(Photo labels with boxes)
** start **

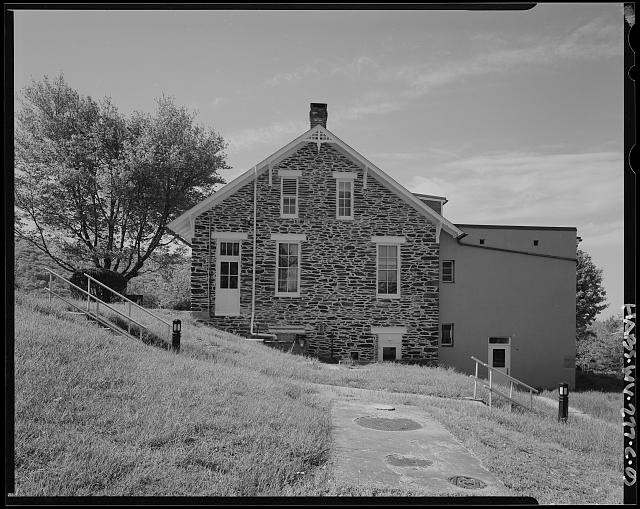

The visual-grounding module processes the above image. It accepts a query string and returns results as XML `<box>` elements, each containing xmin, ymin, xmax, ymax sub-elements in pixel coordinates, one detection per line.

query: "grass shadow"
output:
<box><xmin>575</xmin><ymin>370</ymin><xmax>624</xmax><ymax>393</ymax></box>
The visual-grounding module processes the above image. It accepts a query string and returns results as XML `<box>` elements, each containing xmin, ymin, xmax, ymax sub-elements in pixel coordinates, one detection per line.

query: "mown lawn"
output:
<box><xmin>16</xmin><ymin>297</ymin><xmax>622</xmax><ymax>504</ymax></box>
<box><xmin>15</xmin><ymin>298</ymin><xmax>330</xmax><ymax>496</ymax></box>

** end **

# WRITTEN REQUEST
Edit the material above by replacing "query string" with "search phrase" wherever it occurs, and keep every other part unchanged. Leave the pictures out of your answer.

# CORRECT RESULT
The visual-grounding module processes the above image. It accepts a search phrase and returns results as XML `<box>` elements, each containing xmin, ymin, xmax, ymax sub-elements in pixel coordinates, one detection per line.

query: "grass shadow"
output:
<box><xmin>575</xmin><ymin>370</ymin><xmax>624</xmax><ymax>393</ymax></box>
The visual-grounding module processes the above image. It accepts a search phrase and returns results as XML `<box>` elements, each containing xmin, ymin, xmax, ymax sub-elements in pixel coordinates, one detection per line.

query: "mown lawn"
output:
<box><xmin>16</xmin><ymin>297</ymin><xmax>622</xmax><ymax>504</ymax></box>
<box><xmin>15</xmin><ymin>298</ymin><xmax>330</xmax><ymax>496</ymax></box>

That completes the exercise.